▶ [Problems to solve]:
A – Can you extract the stretch from "v94 platinum analysis" through "and 64 deletions." from the commit page below, copying it word for word?
B – Can you turn the comment paragraph that begins "Then to get most accurate mutagenesis" in the commit page into a short list that keeps its main points?

▶ [Extracted text]:
_____

Merge pull request #140 from jyaacoub/v94-platinum-analysis

v94 platinum analysis
jyaacoub · Oct 16, 2024 · 5d511fd · 5d511fd
2 parents 9168fa3 + 91b0d78
commit 5d511fd
Show file tree

Hide file tree

Showing 6 changed files with 114 additions and 64 deletions.
diff --git a/SBATCH/run_platinum.sh b/SBATCH/run_platinum.sh
@@ -0,0 +1,24 @@
+#!/bin/bash
+#SBATCH -t 10:00
+#SBATCH --job-name=run_platinum
+#SBATCH --mem=10G
+
+#SBATCH --gpus-per-node=a100:1
+#SBATCH --cpus-per-task=4
+
+#SBATCH --output=./%x_%a.out
+#SBATCH --array=0
+
+# runs across all folds for a model
+# should produce a matrix for each fold
+
+# Then to get most accurate mutagenesis you can average these matrices
+# and visualize them with src.analysis.mutagenesis_plot.plot_sequence
+
+cd /home/jyaacoub/projects/def-sushant/jyaacoub/MutDTA
+source .venv/bin/activate
+
+python -u run_platinum.py \
+        --model_opt davis_DG \
+        --fold ${SLURM_ARRAY_TASK_ID} \ 
+        --out_dir ./
diff --git a/run_mutagenesis.py b/run_mutagenesis.py
@@ -28,22 +28,20 @@
 RES_START = args.res_start
 RES_END = args.res_end
 
-# Your code logic here
-print("#"*50)

_____

▶ [Dataset content]:
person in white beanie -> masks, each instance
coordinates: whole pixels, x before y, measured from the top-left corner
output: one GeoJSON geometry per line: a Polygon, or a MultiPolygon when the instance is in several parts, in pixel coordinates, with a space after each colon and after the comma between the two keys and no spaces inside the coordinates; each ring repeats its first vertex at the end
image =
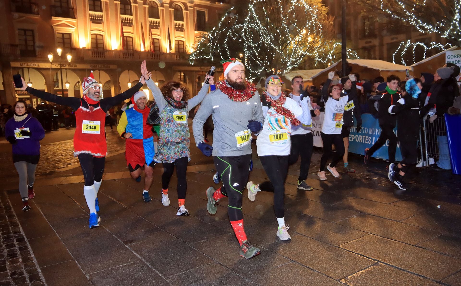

_____

▶ [Replies]:
A –
v94 platinum analysis
jyaacoub · Oct 16, 2024 · 5d511fd · 5d511fd
2 parents 9168fa3 + 91b0d78
commit 5d511fd
Show file tree

Hide file tree

Showing 6 changed files with 114 additions and 64 deletions.

B –
- Average the matrices to get the most accurate mutagenesis.
- Visualize them with src.analysis.mutagenesis_plot.plot_sequence.